EXTRACT PROVIDED:
Driving Tips and Your Vision

If you have been driving for half a century, you may not feel a need for driving tips. Normal changes in eyesight during aging, however, may necessitate some changes in your driving style to maintain your safe driving record.

Our ability to see objects in motion deteriorates faster than our ability to see stationary objects. Some elderly persons, to the consternation of other drivers, compensate by reducing their speed to the levels at which they can see motion of other cars clearly—maybe clearly enough to make out some of their hand gestures!

Nearly all drivers over the age of 60, need to reduce speed at night. Only about one-third as much ambient light reaches the retina at age 60 as at age 20. That means driving slower is driving safer at night.

The reason nighttime driving is an issue is that the pupils become smaller as we age. The muscles around the pupil don't open as wide to let in light, so we don't see as well at night. Particularly, we don't see moving objects as well at night.

EXERCISE:
Reproduce the passage on driving and vision verbatim, starting with "Our ability to see objects" and going on through "safer at night.".

INPUT DATA:
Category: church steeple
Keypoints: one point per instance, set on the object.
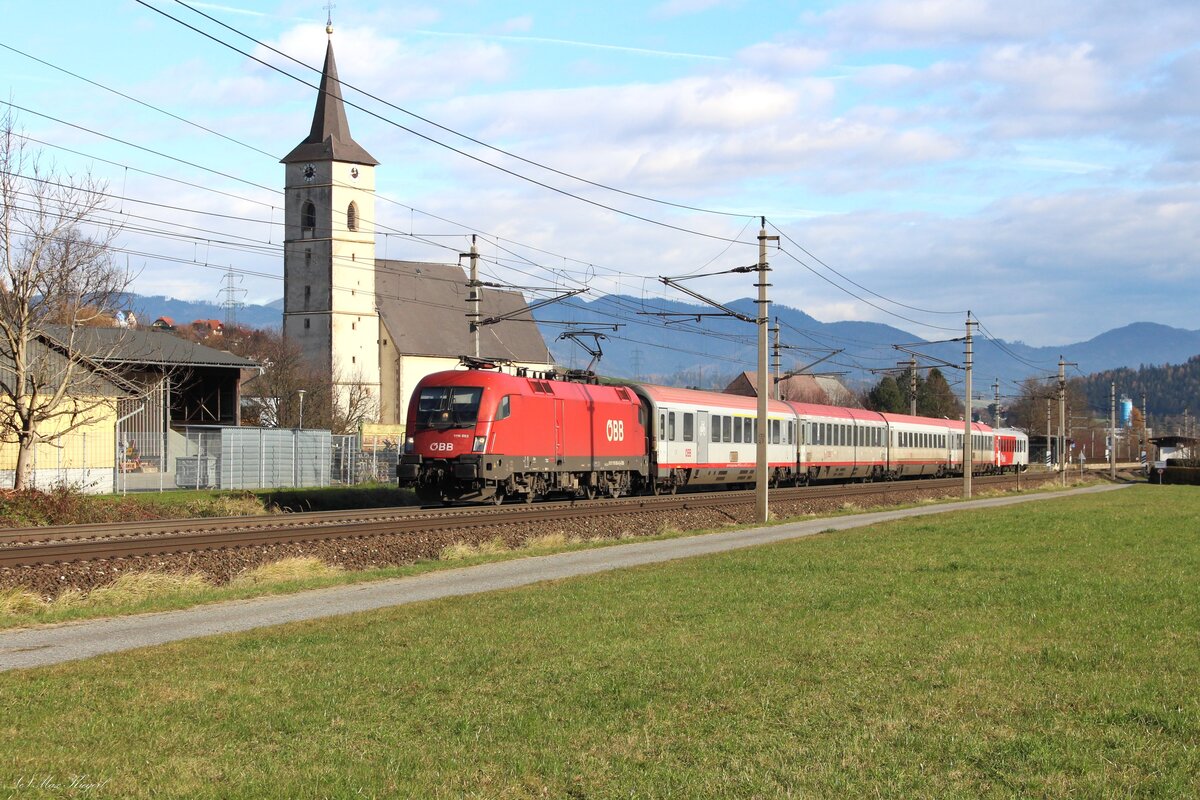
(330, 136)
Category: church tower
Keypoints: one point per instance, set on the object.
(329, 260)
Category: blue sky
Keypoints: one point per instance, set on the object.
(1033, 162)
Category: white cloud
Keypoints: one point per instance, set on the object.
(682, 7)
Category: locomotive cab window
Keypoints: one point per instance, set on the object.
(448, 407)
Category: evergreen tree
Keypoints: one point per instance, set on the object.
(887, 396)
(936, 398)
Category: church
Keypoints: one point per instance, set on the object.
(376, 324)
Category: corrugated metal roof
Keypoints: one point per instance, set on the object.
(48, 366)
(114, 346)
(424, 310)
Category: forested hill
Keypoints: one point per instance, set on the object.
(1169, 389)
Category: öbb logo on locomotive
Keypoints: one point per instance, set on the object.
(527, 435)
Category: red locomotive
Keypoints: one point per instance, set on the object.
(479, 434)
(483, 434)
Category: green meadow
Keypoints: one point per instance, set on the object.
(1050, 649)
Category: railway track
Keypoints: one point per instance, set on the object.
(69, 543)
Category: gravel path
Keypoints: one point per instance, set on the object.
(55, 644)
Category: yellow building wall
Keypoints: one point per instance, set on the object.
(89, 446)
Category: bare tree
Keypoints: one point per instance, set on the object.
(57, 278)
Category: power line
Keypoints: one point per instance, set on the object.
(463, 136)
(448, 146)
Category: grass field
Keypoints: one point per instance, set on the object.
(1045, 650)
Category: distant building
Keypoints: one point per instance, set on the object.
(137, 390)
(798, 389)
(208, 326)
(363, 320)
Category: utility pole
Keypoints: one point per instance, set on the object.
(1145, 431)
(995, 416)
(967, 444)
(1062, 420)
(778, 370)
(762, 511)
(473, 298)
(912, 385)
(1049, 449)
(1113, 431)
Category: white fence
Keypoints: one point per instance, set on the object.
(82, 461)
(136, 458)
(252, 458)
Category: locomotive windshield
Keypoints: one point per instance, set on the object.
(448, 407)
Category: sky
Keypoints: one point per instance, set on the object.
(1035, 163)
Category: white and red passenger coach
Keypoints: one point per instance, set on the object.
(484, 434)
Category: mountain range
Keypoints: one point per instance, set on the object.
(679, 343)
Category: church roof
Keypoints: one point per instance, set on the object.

EXERCISE OUTPUT:
Our ability to see objects in motion deteriorates faster than our ability to see stationary objects. Some elderly persons, to the consternation of other drivers, compensate by reducing their speed to the levels at which they can see motion of other cars clearly—maybe clearly enough to make out some of their hand gestures!

Nearly all drivers over the age of 60, need to reduce speed at night. Only about one-third as much ambient light reaches the retina at age 60 as at age 20. That means driving slower is driving safer at night.